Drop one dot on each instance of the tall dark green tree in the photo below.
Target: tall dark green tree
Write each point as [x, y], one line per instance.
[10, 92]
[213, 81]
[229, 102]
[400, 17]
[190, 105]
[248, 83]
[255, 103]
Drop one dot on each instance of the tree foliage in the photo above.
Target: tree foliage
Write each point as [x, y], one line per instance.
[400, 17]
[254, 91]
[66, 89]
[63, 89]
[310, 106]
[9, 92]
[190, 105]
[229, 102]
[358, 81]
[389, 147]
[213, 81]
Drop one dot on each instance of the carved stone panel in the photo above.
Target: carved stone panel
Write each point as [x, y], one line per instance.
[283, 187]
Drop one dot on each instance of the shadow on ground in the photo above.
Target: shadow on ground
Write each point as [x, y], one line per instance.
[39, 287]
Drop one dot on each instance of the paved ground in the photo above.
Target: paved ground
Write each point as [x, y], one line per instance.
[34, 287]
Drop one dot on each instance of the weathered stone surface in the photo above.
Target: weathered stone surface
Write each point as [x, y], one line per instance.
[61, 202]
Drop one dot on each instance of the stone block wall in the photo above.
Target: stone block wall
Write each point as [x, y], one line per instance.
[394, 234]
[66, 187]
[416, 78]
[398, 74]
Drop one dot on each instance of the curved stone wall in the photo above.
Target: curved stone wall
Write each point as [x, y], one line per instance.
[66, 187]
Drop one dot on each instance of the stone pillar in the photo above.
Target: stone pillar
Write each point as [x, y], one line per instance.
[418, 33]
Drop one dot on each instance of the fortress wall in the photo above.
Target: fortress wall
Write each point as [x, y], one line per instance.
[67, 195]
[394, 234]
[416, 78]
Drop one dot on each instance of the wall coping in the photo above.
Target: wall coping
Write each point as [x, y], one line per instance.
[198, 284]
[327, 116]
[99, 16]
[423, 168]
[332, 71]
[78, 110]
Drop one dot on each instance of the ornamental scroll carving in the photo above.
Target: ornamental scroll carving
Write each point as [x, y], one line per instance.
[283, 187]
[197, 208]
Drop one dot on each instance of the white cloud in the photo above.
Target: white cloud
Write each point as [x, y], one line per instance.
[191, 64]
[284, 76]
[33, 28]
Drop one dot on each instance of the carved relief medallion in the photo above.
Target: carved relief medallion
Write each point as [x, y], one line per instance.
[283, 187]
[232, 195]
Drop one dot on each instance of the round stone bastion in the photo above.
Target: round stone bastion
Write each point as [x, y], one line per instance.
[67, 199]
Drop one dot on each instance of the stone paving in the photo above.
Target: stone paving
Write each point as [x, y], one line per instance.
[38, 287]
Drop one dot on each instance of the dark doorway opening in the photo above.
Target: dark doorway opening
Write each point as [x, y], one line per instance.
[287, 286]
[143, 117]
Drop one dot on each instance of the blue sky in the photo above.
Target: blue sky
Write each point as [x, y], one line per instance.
━━━━━━━━━━━━━━━━━━━━━━━━━━━━━━
_What you should do_. Reproduce all of the records exactly.

_Reply to the task_.
Drop one dot on each instance of the tall dark green tree in the photo below.
Target: tall dark green tree
Write each point as [x, y], one line per instance.
[10, 92]
[213, 81]
[229, 102]
[400, 17]
[190, 105]
[248, 83]
[255, 103]
Drop one dot on each instance of the tree foliage in the photo above.
Target: tree foliage
Write each point as [x, y], one line per instance.
[400, 17]
[254, 91]
[66, 89]
[63, 89]
[310, 106]
[9, 92]
[190, 105]
[229, 102]
[358, 81]
[389, 147]
[213, 81]
Drop one dot on each instance of the carved stone panel in the photo above.
Target: carved stone panel
Write each point as [x, y], one line per instance.
[283, 187]
Drop one dot on each instance of the shadow on ground in the photo above.
Target: shadow on ground
Write each point as [x, y], one line per instance.
[39, 287]
Drop one dot on each instance of the paved ground in the photo above.
Target: paved ground
Write each point as [x, y], one line per instance.
[34, 287]
Drop one dot on each instance of the weathered stone surface in the photo above.
Target: weathered stone surface
Write each point as [x, y], one line per instance.
[61, 202]
Drop one dot on each instance of the stone block wall in the photo above.
Target: stone block wall
Write each point as [x, y], one line per instance.
[394, 234]
[66, 187]
[416, 78]
[398, 74]
Drop one dot on each instance of the curved stone wall in the photo above.
Target: curved stone wall
Write each point as [x, y], one line per instance.
[66, 187]
Drop one dot on each instance of the stone pillar in the photo above.
Target: stone pillar
Write each point as [x, y], one line per instance.
[418, 33]
Drop one dot on each instance of the fortress wall in the photo above.
Target: fortress wall
Write each point as [x, y], one line per instance.
[67, 195]
[394, 234]
[416, 78]
Drop one dot on each instance of the wall coping in the photo above.
Target: wall coping
Write each point as [x, y], one line per instance.
[198, 284]
[327, 116]
[99, 16]
[423, 168]
[332, 71]
[78, 110]
Drop one dot on each instance of the ornamental scroll carving in the photo above.
Target: ornamental scroll carving
Write each point as [x, y], one line per instance.
[283, 187]
[197, 208]
Drop one dot on each instance of the white cloud in the photo above.
Target: white cloud
Write each point as [x, y], one line per instance.
[191, 64]
[284, 76]
[33, 28]
Drop one dot on each instance of the carved relief medallion in the photo above.
Target: carved relief medallion
Write each point as [x, y], one line per instance.
[283, 187]
[232, 195]
Drop one dot on each instance of the round stone bastion in the photo above.
Target: round stone bastion
Write each point as [x, y], one line per instance.
[67, 199]
Drop one dot on each instance of the stone paving in the photo above.
Target: stone paving
Write each point as [x, y], one line per instance.
[38, 287]
Drop one dot on each instance of the dark doorway opening in the photo above.
Target: dark doorway opening
Write each point as [x, y], one line per instance.
[287, 286]
[143, 117]
Drop one dot on each instance of the blue sky in the photo above.
Target: blue sky
Write each point as [x, y], one line per instance.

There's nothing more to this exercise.